Lines of data:
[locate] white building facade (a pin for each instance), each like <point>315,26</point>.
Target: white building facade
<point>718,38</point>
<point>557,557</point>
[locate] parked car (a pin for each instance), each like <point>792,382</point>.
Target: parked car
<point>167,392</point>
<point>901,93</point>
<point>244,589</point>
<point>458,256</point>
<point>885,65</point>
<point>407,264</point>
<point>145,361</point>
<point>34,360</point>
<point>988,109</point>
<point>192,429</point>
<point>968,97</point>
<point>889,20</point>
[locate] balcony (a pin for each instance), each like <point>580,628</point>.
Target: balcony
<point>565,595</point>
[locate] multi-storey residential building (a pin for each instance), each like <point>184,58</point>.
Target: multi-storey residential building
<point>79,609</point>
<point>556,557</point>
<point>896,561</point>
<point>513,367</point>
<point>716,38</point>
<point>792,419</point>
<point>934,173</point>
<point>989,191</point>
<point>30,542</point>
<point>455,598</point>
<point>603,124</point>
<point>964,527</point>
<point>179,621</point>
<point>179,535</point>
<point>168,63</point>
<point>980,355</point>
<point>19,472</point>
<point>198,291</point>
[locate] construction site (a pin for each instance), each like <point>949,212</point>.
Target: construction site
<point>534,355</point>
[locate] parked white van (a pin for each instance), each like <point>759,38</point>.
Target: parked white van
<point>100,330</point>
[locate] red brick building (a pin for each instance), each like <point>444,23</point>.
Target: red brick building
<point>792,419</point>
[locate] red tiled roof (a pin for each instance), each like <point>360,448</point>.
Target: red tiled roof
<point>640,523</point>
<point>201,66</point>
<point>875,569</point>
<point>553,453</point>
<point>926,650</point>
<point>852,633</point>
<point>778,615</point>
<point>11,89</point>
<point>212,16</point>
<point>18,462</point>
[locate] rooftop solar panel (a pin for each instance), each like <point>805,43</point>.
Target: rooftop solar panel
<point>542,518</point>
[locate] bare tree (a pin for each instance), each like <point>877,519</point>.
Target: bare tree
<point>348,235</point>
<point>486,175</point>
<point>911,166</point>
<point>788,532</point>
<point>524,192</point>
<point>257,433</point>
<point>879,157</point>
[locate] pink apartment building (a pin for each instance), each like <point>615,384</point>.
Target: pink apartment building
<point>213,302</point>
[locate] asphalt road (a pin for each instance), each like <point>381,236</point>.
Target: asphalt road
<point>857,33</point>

▸ **GOAL OF THE EXERCISE**:
Can you extract the lines of the records running from the line containing "[locate] parked car" through the line containing "<point>565,595</point>", both included, and reproduce them unchanged?

▸ **ANSWER TO THIS PROBLEM**:
[locate] parked car (a pin for each instance), each like <point>792,382</point>.
Target: parked car
<point>167,392</point>
<point>901,93</point>
<point>244,589</point>
<point>458,256</point>
<point>885,65</point>
<point>407,264</point>
<point>145,361</point>
<point>34,360</point>
<point>988,109</point>
<point>192,429</point>
<point>968,97</point>
<point>889,20</point>
[locate] balcony (a pin for each instance), each like <point>580,628</point>.
Target: balcony
<point>565,595</point>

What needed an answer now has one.